(Dataset items)
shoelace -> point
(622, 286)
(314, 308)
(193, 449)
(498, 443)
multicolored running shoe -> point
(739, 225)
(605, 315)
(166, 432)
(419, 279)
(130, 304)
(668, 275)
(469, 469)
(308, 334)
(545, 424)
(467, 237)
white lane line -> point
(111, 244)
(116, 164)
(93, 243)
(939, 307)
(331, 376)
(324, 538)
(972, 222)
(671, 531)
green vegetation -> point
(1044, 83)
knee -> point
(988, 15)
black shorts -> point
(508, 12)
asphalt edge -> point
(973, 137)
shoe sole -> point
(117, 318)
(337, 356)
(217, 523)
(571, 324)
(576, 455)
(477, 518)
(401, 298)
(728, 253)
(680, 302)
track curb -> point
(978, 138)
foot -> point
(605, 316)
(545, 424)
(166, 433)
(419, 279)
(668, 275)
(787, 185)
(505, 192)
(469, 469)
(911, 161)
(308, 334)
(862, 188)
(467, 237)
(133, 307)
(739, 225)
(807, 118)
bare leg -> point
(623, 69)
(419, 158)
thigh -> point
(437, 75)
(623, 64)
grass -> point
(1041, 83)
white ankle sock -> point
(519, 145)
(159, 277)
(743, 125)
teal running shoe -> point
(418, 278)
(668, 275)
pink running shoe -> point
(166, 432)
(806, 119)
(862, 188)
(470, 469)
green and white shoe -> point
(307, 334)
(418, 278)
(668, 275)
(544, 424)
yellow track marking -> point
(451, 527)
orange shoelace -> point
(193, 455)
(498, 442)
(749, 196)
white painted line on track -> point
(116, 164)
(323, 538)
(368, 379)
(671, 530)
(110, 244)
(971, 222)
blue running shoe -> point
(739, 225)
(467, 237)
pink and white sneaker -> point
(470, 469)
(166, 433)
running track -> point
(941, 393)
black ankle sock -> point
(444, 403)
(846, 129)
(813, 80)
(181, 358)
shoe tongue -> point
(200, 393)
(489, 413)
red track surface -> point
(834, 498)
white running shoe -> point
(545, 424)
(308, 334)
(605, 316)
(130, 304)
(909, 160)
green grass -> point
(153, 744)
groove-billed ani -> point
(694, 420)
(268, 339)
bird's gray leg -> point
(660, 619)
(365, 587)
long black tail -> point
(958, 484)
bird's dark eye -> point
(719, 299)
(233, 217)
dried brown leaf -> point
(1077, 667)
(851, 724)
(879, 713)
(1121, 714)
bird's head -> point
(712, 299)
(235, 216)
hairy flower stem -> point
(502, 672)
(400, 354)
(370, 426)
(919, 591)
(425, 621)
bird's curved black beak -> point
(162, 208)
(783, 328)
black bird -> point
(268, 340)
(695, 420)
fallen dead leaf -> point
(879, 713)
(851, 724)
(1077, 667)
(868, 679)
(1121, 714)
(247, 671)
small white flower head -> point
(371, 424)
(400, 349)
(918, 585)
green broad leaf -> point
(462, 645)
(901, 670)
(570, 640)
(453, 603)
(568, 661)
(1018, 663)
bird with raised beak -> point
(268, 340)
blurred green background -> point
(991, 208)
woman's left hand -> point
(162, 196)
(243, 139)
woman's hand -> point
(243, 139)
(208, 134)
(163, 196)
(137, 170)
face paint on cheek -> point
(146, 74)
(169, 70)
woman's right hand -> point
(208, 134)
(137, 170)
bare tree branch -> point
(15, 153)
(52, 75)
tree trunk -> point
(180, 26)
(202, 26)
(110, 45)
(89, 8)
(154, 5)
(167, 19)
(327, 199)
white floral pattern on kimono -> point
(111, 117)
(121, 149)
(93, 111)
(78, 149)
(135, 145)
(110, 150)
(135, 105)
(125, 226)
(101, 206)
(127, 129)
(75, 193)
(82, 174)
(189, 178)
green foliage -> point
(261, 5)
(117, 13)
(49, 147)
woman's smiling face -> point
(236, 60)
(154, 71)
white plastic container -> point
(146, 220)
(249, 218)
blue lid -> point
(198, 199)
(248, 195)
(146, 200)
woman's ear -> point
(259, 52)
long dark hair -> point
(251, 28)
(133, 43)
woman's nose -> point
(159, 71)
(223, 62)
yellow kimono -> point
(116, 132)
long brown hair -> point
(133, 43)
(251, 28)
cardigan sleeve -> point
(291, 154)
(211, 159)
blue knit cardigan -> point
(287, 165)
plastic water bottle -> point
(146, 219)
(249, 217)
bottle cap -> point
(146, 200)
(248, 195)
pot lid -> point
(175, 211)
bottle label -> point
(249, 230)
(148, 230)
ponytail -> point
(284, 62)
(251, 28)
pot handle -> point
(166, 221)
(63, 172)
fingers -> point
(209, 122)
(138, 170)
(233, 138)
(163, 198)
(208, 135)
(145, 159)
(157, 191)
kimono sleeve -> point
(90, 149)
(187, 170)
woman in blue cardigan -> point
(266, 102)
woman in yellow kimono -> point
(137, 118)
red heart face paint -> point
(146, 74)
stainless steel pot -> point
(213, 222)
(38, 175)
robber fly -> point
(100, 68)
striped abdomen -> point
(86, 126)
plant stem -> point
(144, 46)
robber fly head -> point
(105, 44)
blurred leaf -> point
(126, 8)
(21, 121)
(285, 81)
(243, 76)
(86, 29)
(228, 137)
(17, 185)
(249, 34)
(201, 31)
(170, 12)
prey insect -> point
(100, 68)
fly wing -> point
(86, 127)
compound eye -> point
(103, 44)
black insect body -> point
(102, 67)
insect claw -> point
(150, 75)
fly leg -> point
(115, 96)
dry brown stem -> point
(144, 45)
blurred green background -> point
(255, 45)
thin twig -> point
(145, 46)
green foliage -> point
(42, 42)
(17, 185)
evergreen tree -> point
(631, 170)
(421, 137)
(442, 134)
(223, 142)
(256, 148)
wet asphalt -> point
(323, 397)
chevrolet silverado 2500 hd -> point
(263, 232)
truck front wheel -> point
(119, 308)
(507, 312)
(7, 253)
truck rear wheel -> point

### Exercise requirements
Your answer must be every record above, repeated exactly.

### Response
shoelace -> point
(622, 286)
(314, 308)
(193, 449)
(498, 443)
multicolored running shoe -> point
(739, 225)
(605, 315)
(166, 432)
(419, 279)
(130, 304)
(668, 275)
(469, 469)
(308, 334)
(545, 424)
(467, 237)
white lane line -> point
(111, 244)
(116, 164)
(93, 243)
(939, 307)
(331, 376)
(324, 538)
(972, 222)
(671, 531)
green vegetation -> point
(1044, 83)
knee -> point
(988, 15)
black shorts -> point
(508, 12)
asphalt edge -> point
(973, 137)
shoe sole -> point
(117, 318)
(337, 356)
(217, 523)
(571, 324)
(576, 455)
(477, 518)
(401, 298)
(728, 253)
(680, 302)
track curb -> point
(978, 138)
foot -> point
(605, 316)
(545, 424)
(166, 433)
(419, 279)
(668, 275)
(787, 185)
(505, 192)
(469, 469)
(911, 161)
(308, 334)
(862, 188)
(467, 237)
(133, 307)
(739, 225)
(807, 118)
bare leg -> point
(623, 69)
(419, 158)
thigh -> point
(437, 75)
(623, 64)
grass -> point
(1041, 83)
white ankle sock -> point
(519, 145)
(159, 277)
(743, 125)
teal running shoe -> point
(418, 278)
(668, 275)
pink running shoe -> point
(166, 432)
(806, 119)
(862, 188)
(470, 469)
green and white shoe -> point
(307, 334)
(418, 278)
(668, 275)
(544, 424)
yellow track marking -> point
(451, 527)
orange shoelace -> point
(193, 455)
(498, 442)
(749, 196)
white painted line on track -> point
(116, 164)
(323, 538)
(368, 379)
(671, 530)
(110, 244)
(971, 222)
blue running shoe -> point
(739, 225)
(467, 237)
pink and white sneaker -> point
(470, 469)
(166, 433)
running track -> point
(941, 393)
black ankle sock -> point
(444, 403)
(846, 129)
(813, 80)
(181, 358)
shoe tongue -> point
(200, 393)
(489, 413)
red track surface -> point
(834, 498)
white running shoe -> point
(545, 424)
(308, 334)
(605, 316)
(130, 304)
(909, 160)
green grass -> point
(153, 744)
groove-billed ani -> point
(694, 420)
(268, 339)
bird's gray leg -> point
(660, 619)
(365, 587)
long black tail -> point
(958, 484)
bird's dark eye -> point
(719, 299)
(233, 217)
dried brown leaf -> point
(1077, 667)
(851, 724)
(879, 713)
(1121, 714)
bird's head -> point
(712, 299)
(235, 216)
hairy flower stem -> point
(502, 672)
(400, 354)
(370, 426)
(919, 591)
(425, 621)
bird's curved black beak -> point
(162, 208)
(783, 328)
black bird -> point
(268, 340)
(695, 420)
fallen dead leaf -> point
(879, 713)
(851, 724)
(1077, 667)
(868, 679)
(1121, 714)
(247, 671)
small white flower head -> point
(371, 424)
(400, 349)
(918, 585)
green broad leaf -> point
(462, 645)
(901, 670)
(570, 640)
(453, 603)
(568, 661)
(1018, 663)
bird with raised beak -> point
(268, 340)
blurred green background -> point
(991, 208)
woman's left hand -> point
(162, 196)
(243, 139)
woman's hand -> point
(243, 139)
(208, 134)
(163, 196)
(137, 170)
face paint on cheek -> point
(146, 74)
(169, 70)
woman's right hand -> point
(208, 134)
(137, 170)
bare tree branch -> point
(15, 153)
(52, 75)
tree trunk -> point
(180, 26)
(202, 26)
(110, 45)
(89, 8)
(154, 5)
(167, 19)
(327, 199)
white floral pattern on kimono -> point
(111, 117)
(121, 149)
(93, 111)
(78, 149)
(135, 145)
(110, 150)
(135, 105)
(125, 226)
(101, 206)
(127, 129)
(75, 193)
(82, 174)
(189, 178)
green foliage -> point
(261, 5)
(117, 13)
(49, 147)
woman's smiling face -> point
(236, 60)
(154, 71)
white plastic container -> point
(146, 220)
(249, 218)
blue lid -> point
(198, 199)
(248, 195)
(146, 200)
woman's ear -> point
(259, 52)
long dark hair -> point
(251, 28)
(133, 43)
woman's nose -> point
(159, 71)
(223, 62)
yellow kimono -> point
(116, 132)
long brown hair -> point
(133, 43)
(251, 28)
cardigan sleeve -> point
(291, 154)
(211, 159)
blue knit cardigan -> point
(287, 165)
plastic water bottle -> point
(146, 219)
(249, 217)
bottle cap -> point
(146, 200)
(248, 195)
pot lid -> point
(175, 211)
bottle label -> point
(249, 230)
(148, 230)
ponytail -> point
(284, 62)
(251, 28)
pot handle -> point
(166, 221)
(63, 172)
fingers -> point
(209, 122)
(138, 170)
(233, 138)
(163, 198)
(208, 135)
(145, 159)
(157, 191)
kimono sleeve -> point
(90, 149)
(187, 170)
woman in blue cardigan -> point
(266, 102)
woman in yellow kimono -> point
(137, 118)
red heart face paint -> point
(146, 74)
stainless steel pot -> point
(213, 222)
(38, 175)
robber fly -> point
(100, 68)
striped abdomen -> point
(86, 126)
plant stem -> point
(144, 46)
robber fly head -> point
(105, 44)
blurred leaf -> point
(126, 8)
(21, 121)
(285, 81)
(243, 76)
(86, 29)
(228, 137)
(17, 185)
(249, 34)
(201, 31)
(170, 12)
prey insect -> point
(100, 68)
fly wing -> point
(86, 127)
compound eye -> point
(103, 44)
black insect body -> point
(102, 67)
insect claw -> point
(150, 75)
fly leg -> point
(115, 96)
dry brown stem -> point
(144, 45)
blurred green background -> point
(255, 45)
thin twig -> point
(145, 46)
green foliage -> point
(42, 42)
(17, 185)
evergreen tree -> point
(631, 170)
(421, 137)
(442, 134)
(223, 142)
(256, 148)
wet asphalt -> point
(323, 397)
chevrolet silverado 2500 hd -> point
(263, 232)
truck front wheel -> point
(119, 308)
(507, 312)
(7, 253)
truck rear wheel -> point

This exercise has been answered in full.